■ Document:

>> Begin

There is another useful structure when implementing contexts, the RTL_GENERIC_TABLE (MSDN page currently here). A generic table is an OS structure that can be used as a general purpose hash, so that the filter doesn't need to implement their own. However, please note that it is implemented as a tree so if performance must be really good then a custom hash might still be necessary.

To wrap it up, in order for a filter to implement a similar scheme to FltMgr's contexts it can use the following scheme:
• Use OS support for stream contexts (FsRtlInsertPerStreamContext, FsRtlLookupPerStreamContext and so on)
• Use OS support for file contexts (FsRtlInsertPerFileContext, FsRtlLookupPerFileContext and so on)
• Implement a hash for per FILE_OBJECT context. Either use a straight hash or use a per Stream structure which includes a hash for FILE_OBJECTS for that stream (which is useful because the number of entries in each hash is much smaller so the RTL_GENERIC_TABLE might be a good fit).

Finally, I'd like to point out that any filter (legacy or mini) that implements its own streams (that completes an IRP_MJ_CREATE and puts something in FILE_OBJECT->FsContext) should implement support for FSRTL_ADVANCED_FCB_HEADER otherwise contexts won't work for those files and it might cause problems for other filters. This should be fairly easy to implement though following the MSDN documentation.

## Thursday, January 20, 2011

### About IRP_MJ_CREATE and minifilter design considerations - Part VI

I'm pretty much done with what I wanted to cover about IRP_MJ_CREATE. I'd just like to go through a couple more things that I think are important before closing this topic.

>> End

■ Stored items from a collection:
>> Begin

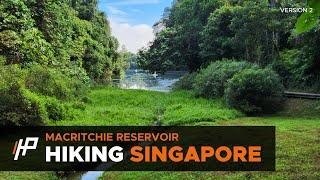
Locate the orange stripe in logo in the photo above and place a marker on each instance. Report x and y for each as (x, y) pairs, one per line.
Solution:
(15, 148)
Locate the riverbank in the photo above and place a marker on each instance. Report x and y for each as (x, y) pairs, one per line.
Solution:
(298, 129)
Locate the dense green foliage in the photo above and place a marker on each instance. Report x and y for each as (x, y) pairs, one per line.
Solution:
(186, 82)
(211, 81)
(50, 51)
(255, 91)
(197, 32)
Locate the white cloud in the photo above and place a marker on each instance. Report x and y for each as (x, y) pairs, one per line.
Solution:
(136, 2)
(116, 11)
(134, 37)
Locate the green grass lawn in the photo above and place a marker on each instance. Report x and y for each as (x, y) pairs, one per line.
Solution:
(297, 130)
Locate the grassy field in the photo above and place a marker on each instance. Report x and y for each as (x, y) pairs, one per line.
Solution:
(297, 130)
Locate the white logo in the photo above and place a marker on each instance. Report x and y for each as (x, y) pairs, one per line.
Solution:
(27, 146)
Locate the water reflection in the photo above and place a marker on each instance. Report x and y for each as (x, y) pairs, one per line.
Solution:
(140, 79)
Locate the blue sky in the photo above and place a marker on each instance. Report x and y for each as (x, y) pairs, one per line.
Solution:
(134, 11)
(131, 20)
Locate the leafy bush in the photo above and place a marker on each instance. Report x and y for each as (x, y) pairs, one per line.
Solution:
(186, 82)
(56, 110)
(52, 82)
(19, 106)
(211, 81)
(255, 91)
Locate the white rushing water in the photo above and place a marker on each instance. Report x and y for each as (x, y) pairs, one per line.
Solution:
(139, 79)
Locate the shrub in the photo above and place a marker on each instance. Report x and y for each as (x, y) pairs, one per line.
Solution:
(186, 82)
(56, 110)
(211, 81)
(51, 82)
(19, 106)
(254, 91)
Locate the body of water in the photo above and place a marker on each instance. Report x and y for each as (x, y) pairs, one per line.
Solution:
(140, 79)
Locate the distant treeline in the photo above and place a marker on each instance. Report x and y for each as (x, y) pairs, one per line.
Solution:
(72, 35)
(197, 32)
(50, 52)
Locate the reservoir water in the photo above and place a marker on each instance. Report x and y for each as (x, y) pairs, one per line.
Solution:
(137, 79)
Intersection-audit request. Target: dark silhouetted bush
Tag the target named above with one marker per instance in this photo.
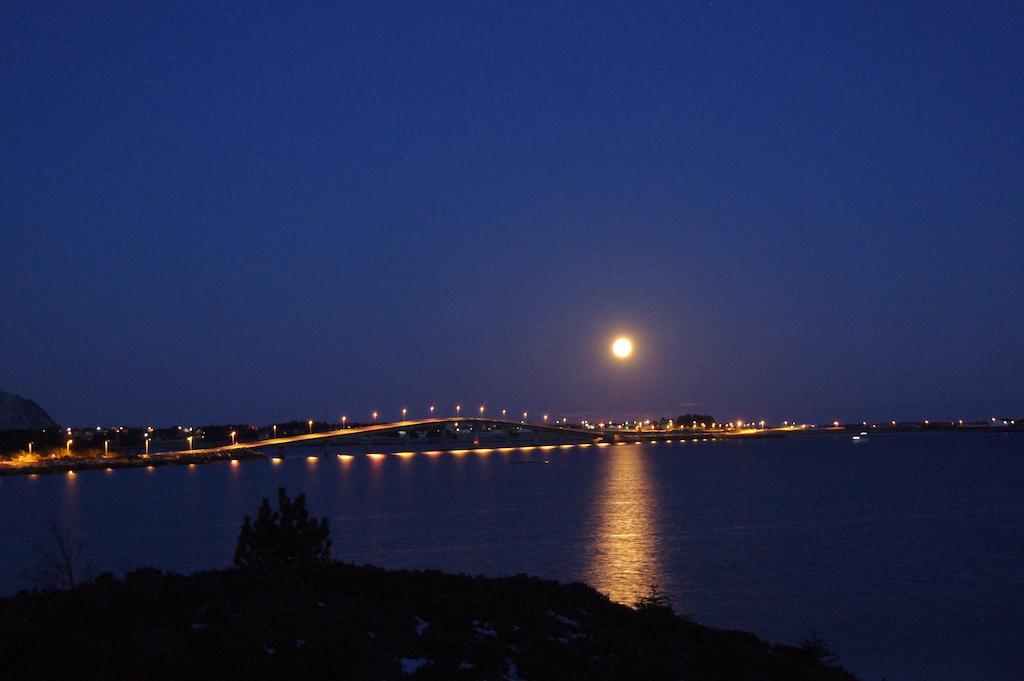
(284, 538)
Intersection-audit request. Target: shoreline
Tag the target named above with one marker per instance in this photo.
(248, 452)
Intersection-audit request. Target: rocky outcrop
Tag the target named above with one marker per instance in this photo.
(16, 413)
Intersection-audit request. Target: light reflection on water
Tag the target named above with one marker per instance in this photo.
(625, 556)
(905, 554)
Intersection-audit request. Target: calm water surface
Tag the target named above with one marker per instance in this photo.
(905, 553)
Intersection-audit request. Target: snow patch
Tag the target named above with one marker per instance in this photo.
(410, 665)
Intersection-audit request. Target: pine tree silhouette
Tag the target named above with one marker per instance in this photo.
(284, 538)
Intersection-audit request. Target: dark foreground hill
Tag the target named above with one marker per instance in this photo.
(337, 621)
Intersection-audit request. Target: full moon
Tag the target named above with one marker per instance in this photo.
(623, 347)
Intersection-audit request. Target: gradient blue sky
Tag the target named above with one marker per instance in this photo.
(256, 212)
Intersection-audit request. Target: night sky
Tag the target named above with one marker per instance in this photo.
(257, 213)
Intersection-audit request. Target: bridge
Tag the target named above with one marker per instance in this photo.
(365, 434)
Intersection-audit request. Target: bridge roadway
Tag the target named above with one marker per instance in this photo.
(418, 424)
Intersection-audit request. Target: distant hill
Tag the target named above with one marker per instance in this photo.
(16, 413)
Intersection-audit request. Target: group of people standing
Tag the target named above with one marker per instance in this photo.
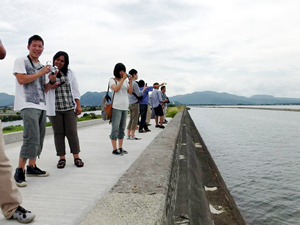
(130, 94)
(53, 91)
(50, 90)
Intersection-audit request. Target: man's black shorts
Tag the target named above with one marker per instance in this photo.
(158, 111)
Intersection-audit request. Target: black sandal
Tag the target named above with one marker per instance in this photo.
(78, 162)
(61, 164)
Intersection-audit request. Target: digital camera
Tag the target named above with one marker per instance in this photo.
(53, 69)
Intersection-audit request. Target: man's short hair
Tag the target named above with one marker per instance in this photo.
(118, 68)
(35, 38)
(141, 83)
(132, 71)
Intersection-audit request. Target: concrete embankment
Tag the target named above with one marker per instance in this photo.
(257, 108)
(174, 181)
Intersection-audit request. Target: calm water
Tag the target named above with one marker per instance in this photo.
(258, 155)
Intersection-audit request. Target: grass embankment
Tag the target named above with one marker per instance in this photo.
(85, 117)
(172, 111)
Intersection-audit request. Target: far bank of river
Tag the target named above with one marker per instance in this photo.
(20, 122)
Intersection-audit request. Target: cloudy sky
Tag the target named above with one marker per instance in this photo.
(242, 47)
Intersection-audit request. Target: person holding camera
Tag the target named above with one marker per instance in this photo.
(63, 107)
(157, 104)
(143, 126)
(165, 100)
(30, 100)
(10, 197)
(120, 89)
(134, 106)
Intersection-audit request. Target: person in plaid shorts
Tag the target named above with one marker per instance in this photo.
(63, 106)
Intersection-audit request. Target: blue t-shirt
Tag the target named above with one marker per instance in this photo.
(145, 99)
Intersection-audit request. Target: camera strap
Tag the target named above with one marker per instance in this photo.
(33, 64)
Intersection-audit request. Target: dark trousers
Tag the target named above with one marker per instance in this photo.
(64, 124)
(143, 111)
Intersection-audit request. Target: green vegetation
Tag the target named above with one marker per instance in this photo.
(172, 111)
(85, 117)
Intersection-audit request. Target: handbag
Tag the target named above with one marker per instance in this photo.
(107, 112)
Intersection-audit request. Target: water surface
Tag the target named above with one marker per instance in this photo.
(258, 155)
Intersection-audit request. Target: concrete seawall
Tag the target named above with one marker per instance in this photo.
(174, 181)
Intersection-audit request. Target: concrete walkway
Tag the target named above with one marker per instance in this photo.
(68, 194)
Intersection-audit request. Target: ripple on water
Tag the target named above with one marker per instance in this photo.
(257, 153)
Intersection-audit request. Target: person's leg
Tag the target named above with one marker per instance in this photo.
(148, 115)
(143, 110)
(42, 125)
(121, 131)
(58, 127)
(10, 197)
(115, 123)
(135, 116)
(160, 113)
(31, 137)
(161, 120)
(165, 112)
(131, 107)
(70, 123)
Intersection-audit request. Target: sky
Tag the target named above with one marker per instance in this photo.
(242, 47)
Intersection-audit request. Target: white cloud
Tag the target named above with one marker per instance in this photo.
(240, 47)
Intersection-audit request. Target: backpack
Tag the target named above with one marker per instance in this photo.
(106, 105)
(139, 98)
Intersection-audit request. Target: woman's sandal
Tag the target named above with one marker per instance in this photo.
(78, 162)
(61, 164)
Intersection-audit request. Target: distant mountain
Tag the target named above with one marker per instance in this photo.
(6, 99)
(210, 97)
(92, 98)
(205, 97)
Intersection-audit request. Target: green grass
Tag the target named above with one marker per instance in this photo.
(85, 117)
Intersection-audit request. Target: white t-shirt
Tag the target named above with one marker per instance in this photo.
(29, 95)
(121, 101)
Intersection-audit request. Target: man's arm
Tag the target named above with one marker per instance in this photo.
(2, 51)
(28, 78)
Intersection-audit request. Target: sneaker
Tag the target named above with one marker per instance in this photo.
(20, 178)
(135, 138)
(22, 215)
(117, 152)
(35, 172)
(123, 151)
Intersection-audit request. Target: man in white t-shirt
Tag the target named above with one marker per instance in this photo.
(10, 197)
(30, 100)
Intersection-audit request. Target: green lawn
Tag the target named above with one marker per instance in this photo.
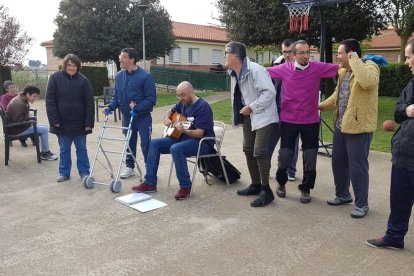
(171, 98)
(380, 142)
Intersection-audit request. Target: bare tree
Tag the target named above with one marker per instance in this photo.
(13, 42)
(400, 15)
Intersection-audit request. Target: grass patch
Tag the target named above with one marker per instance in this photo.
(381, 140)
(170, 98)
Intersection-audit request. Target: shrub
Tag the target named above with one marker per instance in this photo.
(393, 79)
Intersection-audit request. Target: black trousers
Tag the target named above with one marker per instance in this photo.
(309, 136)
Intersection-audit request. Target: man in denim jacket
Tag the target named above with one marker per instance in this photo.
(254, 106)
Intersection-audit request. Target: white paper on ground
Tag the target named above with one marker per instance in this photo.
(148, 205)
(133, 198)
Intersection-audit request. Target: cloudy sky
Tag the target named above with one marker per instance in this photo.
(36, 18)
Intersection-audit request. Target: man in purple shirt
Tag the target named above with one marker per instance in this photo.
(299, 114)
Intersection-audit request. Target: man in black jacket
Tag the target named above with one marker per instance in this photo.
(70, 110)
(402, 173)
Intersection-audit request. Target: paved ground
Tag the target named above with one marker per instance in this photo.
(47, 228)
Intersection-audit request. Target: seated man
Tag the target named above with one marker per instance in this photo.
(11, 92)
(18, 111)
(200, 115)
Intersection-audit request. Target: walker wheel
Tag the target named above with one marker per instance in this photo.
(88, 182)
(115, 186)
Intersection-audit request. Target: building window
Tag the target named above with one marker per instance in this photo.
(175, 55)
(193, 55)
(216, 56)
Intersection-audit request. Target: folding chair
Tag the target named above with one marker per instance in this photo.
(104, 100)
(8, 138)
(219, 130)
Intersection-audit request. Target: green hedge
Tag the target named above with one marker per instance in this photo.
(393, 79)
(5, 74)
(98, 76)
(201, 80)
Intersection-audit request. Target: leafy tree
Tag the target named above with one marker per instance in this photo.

>> End

■ What the task asks:
Answer these questions using the post on filter contexts:
1. Which OS structure can serve as a general-purpose hash but is implemented as a tree?
2. Which two OS routines are named for file contexts?
3. What must a filter that implements its own streams support for contexts to work on those files?
This material has no connection to the post on filter contexts.

■ Exercise solution:
1. RTL_GENERIC_TABLE
2. FsRtlInsertPerFileContext and FsRtlLookupPerFileContext
3. FSRTL_ADVANCED_FCB_HEADER